Count the lines in the entries below that contain the string "roof", treating case as significant, and give only the number.

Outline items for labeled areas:

▬▬▬

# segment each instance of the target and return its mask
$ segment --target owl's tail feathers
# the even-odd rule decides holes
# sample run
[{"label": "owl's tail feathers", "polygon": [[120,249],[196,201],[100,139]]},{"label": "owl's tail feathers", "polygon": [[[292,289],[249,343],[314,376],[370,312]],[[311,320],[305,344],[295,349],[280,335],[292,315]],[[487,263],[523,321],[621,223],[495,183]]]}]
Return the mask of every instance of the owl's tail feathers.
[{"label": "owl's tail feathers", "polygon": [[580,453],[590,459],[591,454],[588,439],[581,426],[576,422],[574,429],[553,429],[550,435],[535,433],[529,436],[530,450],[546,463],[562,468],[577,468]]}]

▬▬▬

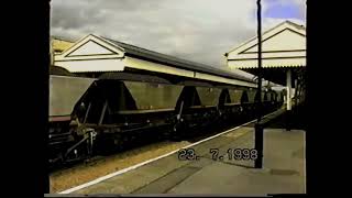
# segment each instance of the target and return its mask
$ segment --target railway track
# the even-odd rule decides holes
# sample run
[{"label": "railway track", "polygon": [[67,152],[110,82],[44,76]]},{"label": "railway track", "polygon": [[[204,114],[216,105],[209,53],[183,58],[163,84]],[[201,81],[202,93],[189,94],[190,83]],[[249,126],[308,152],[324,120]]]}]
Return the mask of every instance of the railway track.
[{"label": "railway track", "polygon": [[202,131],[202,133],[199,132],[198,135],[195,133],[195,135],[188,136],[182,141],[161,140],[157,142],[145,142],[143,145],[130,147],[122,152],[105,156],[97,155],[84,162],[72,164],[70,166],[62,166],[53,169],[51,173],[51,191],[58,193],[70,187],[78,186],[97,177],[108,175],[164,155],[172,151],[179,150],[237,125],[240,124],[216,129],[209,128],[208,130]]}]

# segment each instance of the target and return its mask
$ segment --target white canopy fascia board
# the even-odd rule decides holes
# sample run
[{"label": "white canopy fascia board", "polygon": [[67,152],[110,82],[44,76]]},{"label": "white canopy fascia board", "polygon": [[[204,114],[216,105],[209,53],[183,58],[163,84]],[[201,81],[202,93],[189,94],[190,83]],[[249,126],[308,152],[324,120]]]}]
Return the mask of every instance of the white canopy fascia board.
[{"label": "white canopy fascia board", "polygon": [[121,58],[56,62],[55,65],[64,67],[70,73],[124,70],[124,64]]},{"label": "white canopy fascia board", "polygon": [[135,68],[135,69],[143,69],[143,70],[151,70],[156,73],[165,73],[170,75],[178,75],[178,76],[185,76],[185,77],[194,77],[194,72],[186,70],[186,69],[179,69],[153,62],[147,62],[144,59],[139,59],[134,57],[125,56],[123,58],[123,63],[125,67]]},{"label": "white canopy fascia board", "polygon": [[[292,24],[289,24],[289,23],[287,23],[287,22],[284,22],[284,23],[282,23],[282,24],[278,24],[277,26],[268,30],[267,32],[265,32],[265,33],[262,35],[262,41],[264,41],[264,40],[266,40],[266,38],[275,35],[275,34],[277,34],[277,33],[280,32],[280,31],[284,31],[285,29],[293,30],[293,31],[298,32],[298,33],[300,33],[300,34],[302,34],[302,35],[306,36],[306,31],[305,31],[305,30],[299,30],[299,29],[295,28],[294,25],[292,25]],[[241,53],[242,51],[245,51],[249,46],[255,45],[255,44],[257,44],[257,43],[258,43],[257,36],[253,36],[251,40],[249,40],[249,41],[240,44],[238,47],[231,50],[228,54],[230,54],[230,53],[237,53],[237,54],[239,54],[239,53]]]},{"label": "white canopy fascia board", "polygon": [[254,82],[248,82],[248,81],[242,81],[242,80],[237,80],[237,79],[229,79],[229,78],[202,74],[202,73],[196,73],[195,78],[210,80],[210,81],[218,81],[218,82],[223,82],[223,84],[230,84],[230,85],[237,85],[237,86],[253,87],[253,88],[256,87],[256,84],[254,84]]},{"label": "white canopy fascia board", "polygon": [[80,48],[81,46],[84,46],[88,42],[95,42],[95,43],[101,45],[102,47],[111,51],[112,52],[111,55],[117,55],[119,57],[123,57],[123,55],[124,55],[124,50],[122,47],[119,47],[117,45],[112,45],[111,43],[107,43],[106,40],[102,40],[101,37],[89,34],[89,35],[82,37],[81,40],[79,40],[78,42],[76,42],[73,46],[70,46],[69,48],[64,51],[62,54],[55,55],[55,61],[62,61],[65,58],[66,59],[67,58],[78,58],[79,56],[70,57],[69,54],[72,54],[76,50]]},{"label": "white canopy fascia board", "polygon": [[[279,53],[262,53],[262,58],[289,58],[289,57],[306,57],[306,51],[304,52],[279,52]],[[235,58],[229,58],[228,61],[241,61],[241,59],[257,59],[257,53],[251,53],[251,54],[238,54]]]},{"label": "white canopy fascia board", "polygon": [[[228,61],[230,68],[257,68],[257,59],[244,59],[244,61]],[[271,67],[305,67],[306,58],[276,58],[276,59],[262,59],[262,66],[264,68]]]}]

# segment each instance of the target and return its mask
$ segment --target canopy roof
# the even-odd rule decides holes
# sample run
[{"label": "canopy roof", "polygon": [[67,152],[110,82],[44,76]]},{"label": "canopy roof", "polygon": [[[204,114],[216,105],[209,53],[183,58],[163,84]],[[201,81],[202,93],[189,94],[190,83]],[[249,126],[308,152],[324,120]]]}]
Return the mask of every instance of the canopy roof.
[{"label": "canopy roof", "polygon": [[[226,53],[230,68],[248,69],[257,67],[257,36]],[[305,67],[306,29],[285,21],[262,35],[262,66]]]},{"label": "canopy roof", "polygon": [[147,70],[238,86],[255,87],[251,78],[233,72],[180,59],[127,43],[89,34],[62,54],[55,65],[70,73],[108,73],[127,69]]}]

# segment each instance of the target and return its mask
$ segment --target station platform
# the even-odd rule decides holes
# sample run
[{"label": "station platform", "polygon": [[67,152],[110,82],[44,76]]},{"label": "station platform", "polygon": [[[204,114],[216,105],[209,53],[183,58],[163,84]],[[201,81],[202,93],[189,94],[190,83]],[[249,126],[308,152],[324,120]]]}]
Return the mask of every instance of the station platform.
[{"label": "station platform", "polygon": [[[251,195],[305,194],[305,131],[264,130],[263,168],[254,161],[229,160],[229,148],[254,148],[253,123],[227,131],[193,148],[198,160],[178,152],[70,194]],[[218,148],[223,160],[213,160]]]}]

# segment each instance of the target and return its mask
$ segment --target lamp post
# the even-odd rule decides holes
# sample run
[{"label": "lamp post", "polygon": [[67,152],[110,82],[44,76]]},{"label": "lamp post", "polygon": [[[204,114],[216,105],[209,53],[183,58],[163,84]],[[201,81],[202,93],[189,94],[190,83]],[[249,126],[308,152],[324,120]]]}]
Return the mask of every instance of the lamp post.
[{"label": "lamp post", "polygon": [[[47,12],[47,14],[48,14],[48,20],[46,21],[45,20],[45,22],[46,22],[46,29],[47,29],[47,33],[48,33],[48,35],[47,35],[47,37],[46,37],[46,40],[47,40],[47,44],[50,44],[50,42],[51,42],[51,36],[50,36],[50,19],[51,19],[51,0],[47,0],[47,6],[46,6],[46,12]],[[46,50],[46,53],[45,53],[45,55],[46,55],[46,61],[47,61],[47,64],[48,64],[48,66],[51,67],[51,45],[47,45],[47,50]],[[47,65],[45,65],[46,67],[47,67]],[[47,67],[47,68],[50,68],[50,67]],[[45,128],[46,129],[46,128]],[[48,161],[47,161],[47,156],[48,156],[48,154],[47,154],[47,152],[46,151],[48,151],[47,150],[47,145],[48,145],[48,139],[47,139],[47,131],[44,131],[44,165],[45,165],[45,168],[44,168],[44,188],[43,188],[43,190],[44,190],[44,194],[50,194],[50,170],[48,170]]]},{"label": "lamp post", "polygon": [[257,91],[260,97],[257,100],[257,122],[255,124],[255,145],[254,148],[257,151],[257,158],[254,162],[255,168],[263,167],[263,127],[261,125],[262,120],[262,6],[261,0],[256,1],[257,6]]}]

▬▬▬

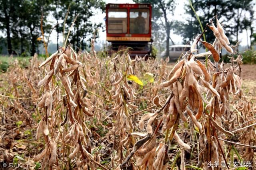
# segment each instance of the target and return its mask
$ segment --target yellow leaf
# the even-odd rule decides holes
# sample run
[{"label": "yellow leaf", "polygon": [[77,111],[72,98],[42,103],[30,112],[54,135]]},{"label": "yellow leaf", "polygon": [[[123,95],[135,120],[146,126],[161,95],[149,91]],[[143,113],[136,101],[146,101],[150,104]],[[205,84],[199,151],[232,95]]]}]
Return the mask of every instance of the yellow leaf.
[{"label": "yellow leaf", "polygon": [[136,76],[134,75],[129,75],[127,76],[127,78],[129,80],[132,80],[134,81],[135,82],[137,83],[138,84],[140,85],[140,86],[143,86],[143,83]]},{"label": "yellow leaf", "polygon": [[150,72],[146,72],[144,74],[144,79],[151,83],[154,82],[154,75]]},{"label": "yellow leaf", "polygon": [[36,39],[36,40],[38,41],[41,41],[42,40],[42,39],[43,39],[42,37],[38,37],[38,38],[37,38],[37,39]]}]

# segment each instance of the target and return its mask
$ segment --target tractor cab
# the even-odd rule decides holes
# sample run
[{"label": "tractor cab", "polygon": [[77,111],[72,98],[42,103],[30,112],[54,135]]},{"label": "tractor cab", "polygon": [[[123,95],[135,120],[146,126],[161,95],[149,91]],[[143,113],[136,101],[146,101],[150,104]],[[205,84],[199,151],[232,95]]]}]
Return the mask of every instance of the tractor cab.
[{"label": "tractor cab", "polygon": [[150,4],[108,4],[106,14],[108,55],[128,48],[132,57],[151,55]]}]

▬▬▬

FULL SOLUTION:
4